*TEKS*:
******

Menurut ordonansi 17 desemeber 1925, stbl. Nomor 647 anak-anak juga tidak diperbolehkan menjalankan pekerjaan pada beberapa tempat teretentu, seperti :
a)
Di pabrik-pabrik yaitu pada ruangan dimana digunakan suatu alat atau lebih yang digerakan dengan tenaga mesin
b)
Ditempat-tempat kerja, dimana biasanya pada ruangan-ruangan tersebut dilakukan pekerjaan tangan secara bersama-sama oleh sepuluh pekerja atau lebih
c)
Ditempat-tempat tertentu dimana dilakukan pembongkaran suatu bangunan, pekerjaan galian, bangunan air, gedung dan jalan
d)
Di perusahaan kereta api
e)
Di pemindahan barang, pelabuhan, dermaga, dan stasiun.
Memperkerjakan Tenaga Kerja Wanita
Tidak hanya laki-laki, perempuan juga punya hak dan kesempatan yang sama dalam mendapatkan pekerjaan. Namun demikian ada ketentuanketentuan yang mengatur. Dilihat dari fisiknya tenaga kerja perempuan tidak boleh bekerja sebagai tenaga lapangan (pasal 8 UU Nomor 1 tahun 1951).
Tenaga kerja perempuan tidak boleh mengerjakan pekerjaan dimalam hari antara pukul 22.00 sampai pukul 05.00 (UU nomor 1 tahun 1951 pasal 7, ordonansi 17 desember 1925, stbi. Nomor 647).
Pekerja perempuan juga tidak boleh mengerjakan pekerjaan yang berahaya bagi kesehatan dan keselamatan (UU nomor 12 tahun 1948 pasal 9, jo UU nomor 1 tahun 1951).
Tentang pemberian izin penyimpangan dalam hal penyalahgunaan tenaga kerja wanita pada malam hari menrut keputusan pemerintah nomor 12 tahun 1941, stbl. Nomor 45 pasal 1 menyatakan bahwa berdasar keperluan khusus dapat memberi izin contoh perusahaan atau instasi yang memperkerjakan perempuan pada malam hari antara pukul 22.00 sampai 05.00 adalah rumah sakit.

******

*PERINTAH KERJA A*: Periksa apakah tiga pernyataan berikut sesuai dengan teks: (i) tenaga kerja perempuan tidak boleh bekerja antara pukul 22.00 dan 05.00; (ii) anak-anak boleh bekerja di perusahaan kereta api; (iii) rumah sakit disebut sebagai contoh tempat yang mempekerjakan perempuan pada malam hari. Jawab ya atau tidak untuk tiap pernyataan, disertai kutipan persis dari teks yang menjadi penentunya.

(Kutipan dari sebuah dataset)
******

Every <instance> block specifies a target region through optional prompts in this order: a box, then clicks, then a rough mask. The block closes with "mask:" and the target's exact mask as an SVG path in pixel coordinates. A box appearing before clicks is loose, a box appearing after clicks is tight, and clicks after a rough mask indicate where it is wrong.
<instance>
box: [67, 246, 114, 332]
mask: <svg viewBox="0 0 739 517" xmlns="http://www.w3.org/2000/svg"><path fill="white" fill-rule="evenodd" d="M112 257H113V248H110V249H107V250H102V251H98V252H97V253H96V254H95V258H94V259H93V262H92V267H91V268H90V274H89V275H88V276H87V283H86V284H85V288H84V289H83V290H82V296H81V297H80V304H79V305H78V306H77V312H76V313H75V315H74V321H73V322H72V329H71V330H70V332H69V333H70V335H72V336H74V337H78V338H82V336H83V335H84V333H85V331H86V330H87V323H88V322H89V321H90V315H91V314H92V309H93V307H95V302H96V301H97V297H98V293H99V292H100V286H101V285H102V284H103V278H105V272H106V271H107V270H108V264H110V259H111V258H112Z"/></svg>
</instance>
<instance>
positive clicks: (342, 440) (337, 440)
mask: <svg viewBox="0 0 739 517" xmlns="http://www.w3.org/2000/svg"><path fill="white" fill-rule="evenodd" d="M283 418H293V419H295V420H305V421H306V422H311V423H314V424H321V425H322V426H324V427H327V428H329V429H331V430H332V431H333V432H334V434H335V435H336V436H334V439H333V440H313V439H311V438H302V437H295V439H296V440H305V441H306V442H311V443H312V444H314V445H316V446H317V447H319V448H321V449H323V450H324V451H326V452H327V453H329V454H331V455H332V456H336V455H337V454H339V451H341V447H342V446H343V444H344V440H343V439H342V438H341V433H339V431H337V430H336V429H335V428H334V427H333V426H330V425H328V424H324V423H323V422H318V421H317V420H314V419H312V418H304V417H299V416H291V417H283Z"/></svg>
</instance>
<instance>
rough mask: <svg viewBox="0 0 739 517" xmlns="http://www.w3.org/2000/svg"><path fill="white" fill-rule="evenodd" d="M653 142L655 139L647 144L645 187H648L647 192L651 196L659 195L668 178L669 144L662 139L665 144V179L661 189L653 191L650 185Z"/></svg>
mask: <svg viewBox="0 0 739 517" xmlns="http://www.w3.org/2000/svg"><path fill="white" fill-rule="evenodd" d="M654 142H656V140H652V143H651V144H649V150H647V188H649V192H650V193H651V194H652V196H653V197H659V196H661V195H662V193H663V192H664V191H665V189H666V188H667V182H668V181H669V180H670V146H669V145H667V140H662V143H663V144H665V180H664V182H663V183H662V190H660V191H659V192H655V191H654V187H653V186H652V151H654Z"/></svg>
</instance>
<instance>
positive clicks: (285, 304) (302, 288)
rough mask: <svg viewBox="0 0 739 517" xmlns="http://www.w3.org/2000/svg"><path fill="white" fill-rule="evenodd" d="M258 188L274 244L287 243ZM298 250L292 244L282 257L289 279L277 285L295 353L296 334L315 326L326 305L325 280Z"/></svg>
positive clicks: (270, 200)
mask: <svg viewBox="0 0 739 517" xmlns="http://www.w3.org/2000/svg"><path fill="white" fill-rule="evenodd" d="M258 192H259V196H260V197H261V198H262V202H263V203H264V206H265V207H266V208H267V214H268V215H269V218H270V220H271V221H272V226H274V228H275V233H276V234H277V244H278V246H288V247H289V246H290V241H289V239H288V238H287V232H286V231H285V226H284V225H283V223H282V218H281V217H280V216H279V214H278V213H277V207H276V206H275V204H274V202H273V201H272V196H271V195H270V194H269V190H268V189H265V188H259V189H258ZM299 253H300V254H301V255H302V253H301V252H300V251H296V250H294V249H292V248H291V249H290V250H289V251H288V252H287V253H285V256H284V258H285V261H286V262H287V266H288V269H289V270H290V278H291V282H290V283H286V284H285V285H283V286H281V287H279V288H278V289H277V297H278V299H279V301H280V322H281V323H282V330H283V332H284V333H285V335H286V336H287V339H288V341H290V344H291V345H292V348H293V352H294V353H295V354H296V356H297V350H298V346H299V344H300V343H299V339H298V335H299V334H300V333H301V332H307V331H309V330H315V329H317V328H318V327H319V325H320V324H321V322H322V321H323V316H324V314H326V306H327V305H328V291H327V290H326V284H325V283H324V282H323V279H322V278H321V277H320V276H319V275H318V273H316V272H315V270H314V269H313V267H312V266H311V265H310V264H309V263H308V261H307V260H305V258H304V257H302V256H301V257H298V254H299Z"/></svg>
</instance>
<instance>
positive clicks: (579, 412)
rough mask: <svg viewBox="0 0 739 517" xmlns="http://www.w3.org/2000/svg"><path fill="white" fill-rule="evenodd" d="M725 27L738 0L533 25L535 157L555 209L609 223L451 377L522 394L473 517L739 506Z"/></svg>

******

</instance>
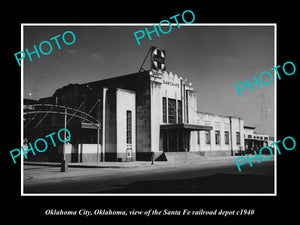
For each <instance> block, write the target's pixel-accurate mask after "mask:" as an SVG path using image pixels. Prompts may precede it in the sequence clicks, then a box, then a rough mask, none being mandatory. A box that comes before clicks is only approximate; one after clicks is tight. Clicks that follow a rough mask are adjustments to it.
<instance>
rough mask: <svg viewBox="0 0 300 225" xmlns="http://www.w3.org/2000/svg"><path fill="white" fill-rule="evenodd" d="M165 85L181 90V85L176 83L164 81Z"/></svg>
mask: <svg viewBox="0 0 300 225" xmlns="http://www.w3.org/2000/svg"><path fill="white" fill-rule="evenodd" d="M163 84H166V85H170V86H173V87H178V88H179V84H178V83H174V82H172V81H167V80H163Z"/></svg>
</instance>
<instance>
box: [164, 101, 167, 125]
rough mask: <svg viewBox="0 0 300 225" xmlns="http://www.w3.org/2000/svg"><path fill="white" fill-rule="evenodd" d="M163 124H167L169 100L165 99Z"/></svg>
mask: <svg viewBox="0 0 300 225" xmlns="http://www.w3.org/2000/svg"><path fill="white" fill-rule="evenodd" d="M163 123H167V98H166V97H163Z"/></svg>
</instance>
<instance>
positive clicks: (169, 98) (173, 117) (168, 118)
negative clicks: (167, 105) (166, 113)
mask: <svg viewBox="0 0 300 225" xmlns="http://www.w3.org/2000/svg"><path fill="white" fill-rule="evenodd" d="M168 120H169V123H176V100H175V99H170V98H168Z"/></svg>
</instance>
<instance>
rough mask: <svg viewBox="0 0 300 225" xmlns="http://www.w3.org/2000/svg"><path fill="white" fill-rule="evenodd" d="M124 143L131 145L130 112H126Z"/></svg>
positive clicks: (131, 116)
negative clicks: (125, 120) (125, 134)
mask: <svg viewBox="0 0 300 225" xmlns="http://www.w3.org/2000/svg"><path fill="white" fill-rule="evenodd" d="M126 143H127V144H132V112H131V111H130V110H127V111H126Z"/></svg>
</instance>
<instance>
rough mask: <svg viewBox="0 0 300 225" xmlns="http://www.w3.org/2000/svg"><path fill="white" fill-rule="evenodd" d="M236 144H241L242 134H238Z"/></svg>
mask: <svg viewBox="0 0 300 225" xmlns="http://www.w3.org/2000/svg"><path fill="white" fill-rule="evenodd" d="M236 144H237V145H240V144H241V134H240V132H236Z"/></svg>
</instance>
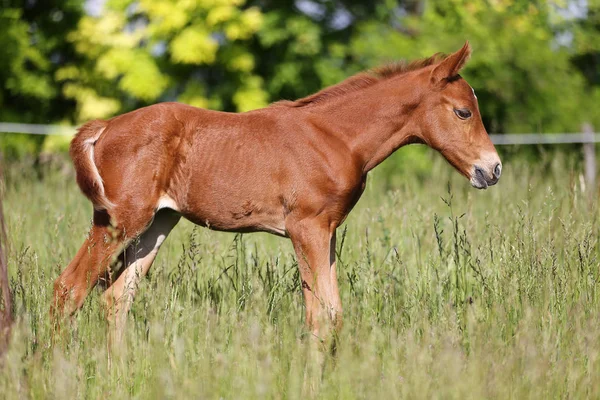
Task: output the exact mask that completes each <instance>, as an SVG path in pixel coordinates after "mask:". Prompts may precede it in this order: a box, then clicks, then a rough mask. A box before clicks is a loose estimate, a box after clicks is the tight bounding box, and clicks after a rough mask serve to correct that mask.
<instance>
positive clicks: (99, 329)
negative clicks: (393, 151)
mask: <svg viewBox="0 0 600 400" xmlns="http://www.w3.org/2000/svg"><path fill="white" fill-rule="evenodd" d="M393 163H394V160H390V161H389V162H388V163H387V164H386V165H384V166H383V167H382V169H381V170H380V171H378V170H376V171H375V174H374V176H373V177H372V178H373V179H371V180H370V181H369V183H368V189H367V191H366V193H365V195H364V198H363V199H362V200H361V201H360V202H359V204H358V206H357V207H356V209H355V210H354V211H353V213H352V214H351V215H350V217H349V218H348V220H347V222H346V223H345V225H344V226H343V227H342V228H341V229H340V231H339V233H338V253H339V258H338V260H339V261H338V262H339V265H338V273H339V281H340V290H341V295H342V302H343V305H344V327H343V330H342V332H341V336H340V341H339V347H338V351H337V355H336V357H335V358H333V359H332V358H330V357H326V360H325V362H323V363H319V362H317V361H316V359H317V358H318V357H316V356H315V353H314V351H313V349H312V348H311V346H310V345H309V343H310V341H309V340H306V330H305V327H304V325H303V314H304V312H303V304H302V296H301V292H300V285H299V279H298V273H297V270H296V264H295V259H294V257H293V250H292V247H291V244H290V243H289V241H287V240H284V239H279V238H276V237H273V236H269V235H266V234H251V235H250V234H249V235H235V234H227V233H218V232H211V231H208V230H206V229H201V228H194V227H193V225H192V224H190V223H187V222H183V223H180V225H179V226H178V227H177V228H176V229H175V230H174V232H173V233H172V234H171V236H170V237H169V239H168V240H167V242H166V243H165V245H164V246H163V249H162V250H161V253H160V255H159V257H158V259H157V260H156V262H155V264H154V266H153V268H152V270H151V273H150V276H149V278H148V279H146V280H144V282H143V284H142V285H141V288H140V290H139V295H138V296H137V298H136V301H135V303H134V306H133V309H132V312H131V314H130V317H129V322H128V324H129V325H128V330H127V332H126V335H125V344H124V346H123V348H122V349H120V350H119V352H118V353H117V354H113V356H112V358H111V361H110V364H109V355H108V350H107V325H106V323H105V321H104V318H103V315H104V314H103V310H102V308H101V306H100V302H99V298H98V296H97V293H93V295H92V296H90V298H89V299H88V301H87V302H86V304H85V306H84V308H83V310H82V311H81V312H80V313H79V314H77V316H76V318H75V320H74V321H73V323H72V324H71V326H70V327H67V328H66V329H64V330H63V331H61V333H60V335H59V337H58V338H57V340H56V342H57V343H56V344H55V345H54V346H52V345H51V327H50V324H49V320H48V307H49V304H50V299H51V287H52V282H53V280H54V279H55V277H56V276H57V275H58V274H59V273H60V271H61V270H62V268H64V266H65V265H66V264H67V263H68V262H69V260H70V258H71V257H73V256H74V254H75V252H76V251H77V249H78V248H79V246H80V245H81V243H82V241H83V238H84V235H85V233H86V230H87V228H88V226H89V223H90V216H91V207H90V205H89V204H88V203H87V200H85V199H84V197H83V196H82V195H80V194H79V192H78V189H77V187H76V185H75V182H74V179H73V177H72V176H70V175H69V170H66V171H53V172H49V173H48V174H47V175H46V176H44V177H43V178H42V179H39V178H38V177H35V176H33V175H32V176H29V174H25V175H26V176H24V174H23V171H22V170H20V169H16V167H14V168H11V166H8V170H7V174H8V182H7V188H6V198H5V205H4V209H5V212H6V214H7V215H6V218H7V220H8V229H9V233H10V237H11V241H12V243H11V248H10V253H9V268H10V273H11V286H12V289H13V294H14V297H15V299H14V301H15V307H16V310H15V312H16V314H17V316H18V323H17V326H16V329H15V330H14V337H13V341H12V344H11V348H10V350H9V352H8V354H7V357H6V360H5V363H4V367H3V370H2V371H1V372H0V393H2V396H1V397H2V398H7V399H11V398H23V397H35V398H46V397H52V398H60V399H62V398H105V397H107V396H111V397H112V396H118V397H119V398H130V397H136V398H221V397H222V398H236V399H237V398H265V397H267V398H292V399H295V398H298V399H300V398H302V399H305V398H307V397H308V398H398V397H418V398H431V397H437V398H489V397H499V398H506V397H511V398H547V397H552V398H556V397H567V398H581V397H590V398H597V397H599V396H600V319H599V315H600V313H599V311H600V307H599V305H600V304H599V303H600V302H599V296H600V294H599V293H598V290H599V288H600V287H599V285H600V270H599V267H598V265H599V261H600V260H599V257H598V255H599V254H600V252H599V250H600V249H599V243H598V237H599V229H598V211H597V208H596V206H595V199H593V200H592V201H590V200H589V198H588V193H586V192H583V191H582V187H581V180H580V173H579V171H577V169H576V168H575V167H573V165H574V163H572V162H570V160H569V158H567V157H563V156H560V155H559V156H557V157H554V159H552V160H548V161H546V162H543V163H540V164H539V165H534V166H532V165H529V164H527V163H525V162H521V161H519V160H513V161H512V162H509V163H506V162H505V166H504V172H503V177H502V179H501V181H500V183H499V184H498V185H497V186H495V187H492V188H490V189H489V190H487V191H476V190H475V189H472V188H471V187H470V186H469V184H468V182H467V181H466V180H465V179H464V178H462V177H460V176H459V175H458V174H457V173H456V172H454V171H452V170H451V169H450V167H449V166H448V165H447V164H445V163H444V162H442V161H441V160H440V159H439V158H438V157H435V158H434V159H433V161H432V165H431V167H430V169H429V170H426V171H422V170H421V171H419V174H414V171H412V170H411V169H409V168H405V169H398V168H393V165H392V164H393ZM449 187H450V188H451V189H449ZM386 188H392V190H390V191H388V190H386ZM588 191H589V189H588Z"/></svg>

******

*PERINTAH KERJA B*: Tolong ambil dari catatan di atas setiap baris yang memuat kata "each". Huruf besar dan huruf kecil dibedakan.

*JAWABAN ANDA A*:
(i) Ya: "Tenaga kerja perempuan tidak boleh mengerjakan pekerjaan dimalam hari antara pukul 22.00 sampai pukul 05.00"
(ii) Tidak: "anak-anak juga tidak diperbolehkan menjalankan pekerjaan pada beberapa tempat teretentu" dan "Di perusahaan kereta api"
(iii) Ya: "contoh perusahaan atau instasi yang memperkerjakan perempuan pada malam hari antara pukul 22.00 sampai 05.00 adalah rumah sakit"

*JAWABAN ANDA B*:
For each <instance> block, write the target's pixel-accurate mask after "mask:" as an SVG path using image pixels. Prompts may precede it in the sequence clicks, then a box, then a rough mask, none being mandatory. A box that comes before clicks is only approximate; one after clicks is tight. Clicks that follow a rough mask are adjustments to it.
Task: output the exact mask that completes each <instance>, as an SVG path in pixel coordinates after "mask:". Prompts may precede it in this order: a box, then clicks, then a rough mask. A box before clicks is a loose estimate, a box after clicks is the tight bounding box, and clicks after a rough mask serve to correct that mask.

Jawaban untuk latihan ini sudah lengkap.